▶ Record excerpts
..............................

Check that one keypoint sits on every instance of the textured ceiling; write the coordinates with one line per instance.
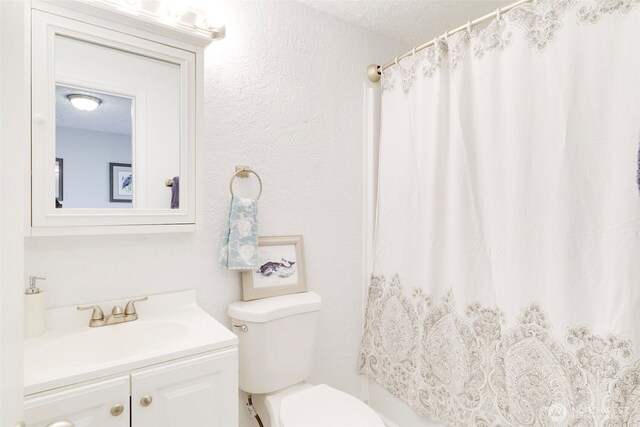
(411, 21)
(113, 115)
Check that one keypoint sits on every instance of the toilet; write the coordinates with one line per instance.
(276, 350)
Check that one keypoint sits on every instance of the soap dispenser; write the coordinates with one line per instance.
(33, 309)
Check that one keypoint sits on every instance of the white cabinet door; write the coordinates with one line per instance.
(198, 392)
(83, 406)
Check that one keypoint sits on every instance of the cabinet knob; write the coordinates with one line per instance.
(61, 424)
(146, 400)
(117, 409)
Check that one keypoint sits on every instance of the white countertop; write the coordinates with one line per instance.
(169, 326)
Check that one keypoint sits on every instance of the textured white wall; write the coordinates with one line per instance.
(284, 94)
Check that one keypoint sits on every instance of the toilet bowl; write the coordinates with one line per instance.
(276, 343)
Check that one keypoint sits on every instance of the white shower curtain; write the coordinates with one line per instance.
(506, 277)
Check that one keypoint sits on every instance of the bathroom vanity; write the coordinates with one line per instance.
(173, 366)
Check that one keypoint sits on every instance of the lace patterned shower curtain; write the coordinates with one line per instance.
(506, 278)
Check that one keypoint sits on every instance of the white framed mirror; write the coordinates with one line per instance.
(113, 133)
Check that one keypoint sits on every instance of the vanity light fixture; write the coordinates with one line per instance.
(84, 102)
(174, 13)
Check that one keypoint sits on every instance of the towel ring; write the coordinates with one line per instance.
(238, 172)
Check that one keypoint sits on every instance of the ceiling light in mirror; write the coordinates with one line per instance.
(84, 102)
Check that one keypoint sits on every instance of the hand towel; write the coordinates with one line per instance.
(239, 249)
(175, 193)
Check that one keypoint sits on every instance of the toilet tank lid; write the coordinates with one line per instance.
(267, 309)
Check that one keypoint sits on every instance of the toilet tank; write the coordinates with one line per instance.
(277, 346)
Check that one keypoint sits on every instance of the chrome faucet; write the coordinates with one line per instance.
(118, 315)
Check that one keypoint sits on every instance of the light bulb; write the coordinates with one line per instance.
(84, 102)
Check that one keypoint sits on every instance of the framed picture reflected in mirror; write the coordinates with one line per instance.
(120, 182)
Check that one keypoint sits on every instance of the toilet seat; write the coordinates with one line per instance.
(323, 406)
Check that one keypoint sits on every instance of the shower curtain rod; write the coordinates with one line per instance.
(375, 71)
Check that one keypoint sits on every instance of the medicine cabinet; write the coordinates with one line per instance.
(116, 122)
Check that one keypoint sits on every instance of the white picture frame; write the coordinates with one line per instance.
(280, 270)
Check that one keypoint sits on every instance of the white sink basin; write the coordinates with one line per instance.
(97, 345)
(169, 326)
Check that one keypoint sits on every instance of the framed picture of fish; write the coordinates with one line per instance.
(120, 183)
(279, 271)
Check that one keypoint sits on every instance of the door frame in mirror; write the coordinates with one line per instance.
(45, 218)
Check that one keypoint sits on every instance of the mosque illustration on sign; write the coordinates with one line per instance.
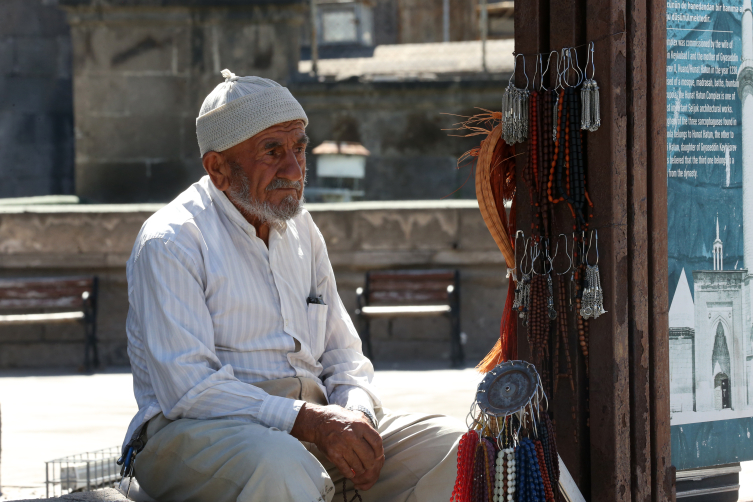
(711, 330)
(711, 343)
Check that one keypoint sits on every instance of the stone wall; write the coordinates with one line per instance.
(407, 128)
(93, 239)
(36, 101)
(141, 70)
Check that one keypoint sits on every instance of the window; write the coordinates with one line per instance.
(339, 26)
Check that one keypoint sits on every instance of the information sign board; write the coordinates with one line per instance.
(710, 224)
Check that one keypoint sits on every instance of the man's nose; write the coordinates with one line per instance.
(290, 168)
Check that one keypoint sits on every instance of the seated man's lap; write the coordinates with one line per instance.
(227, 460)
(231, 460)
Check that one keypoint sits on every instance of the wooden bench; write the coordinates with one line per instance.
(411, 293)
(64, 299)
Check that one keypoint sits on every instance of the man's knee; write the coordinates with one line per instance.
(243, 461)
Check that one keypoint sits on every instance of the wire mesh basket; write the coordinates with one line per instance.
(82, 472)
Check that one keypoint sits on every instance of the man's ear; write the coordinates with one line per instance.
(218, 170)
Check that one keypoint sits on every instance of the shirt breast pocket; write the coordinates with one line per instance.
(317, 316)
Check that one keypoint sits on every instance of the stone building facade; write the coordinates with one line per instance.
(93, 239)
(138, 70)
(36, 100)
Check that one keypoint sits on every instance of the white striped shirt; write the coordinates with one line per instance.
(213, 310)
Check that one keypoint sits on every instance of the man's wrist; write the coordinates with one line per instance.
(367, 413)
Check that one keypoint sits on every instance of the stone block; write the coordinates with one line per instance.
(41, 355)
(337, 229)
(35, 95)
(31, 17)
(416, 177)
(104, 495)
(248, 48)
(168, 179)
(147, 45)
(411, 350)
(113, 95)
(36, 56)
(154, 137)
(111, 182)
(402, 230)
(21, 334)
(473, 233)
(7, 55)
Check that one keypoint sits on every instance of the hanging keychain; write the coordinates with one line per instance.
(591, 115)
(593, 296)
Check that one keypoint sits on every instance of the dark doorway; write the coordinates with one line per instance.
(725, 394)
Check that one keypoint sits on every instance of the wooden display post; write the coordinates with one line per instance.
(613, 433)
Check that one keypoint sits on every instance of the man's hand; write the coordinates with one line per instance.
(346, 438)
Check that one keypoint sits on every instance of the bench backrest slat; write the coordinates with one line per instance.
(403, 287)
(37, 293)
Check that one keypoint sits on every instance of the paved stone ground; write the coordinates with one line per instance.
(47, 416)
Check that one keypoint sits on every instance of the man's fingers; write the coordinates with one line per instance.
(354, 463)
(375, 440)
(342, 465)
(365, 453)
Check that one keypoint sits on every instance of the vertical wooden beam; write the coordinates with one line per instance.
(608, 179)
(567, 28)
(638, 268)
(663, 473)
(622, 406)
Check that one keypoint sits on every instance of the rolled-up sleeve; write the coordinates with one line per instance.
(167, 294)
(347, 373)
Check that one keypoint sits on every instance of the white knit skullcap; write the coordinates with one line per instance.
(242, 107)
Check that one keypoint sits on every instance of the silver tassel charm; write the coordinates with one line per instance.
(594, 107)
(550, 302)
(591, 116)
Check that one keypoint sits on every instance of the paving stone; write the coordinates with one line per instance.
(106, 495)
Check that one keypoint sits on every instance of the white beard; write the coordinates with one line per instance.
(266, 213)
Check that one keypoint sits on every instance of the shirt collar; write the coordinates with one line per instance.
(232, 212)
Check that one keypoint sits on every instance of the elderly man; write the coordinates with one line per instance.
(247, 369)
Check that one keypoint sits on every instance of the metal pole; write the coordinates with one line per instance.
(314, 40)
(484, 28)
(445, 20)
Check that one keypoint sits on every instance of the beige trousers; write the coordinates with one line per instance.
(226, 460)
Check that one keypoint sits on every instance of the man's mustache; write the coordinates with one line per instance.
(278, 183)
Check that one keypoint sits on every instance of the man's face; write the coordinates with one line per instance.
(267, 172)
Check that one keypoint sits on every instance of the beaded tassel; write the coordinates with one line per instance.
(466, 456)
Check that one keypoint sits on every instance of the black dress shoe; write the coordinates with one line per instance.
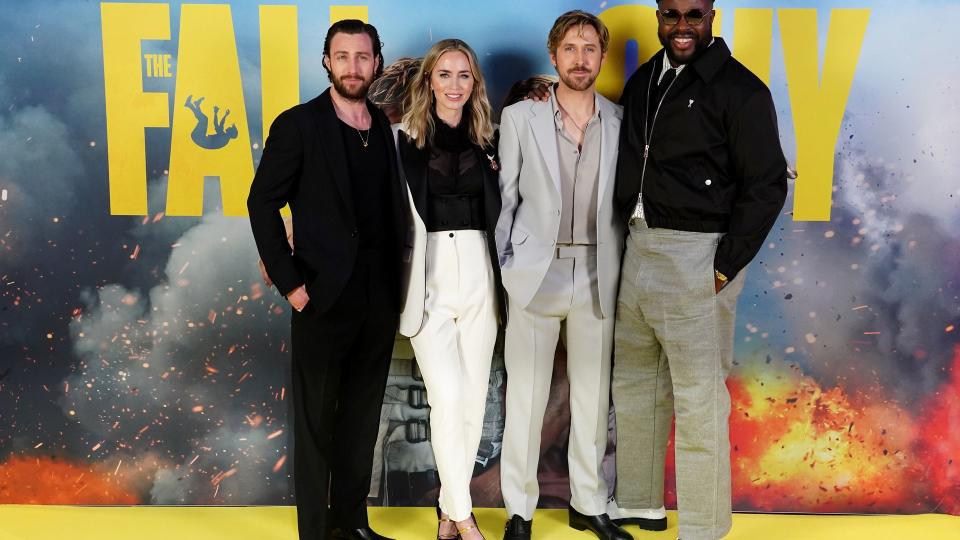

..............................

▶ Task to complete
Please report each line above that contains the string "wall", treating uppercase and lowercase as different.

▶ Task solution
Check that one keypoint sits on every instance of the textured white wall; write the coordinates with one line per instance.
Check that one keypoint sits on every instance of the stone wall; write the coordinates with one line per instance.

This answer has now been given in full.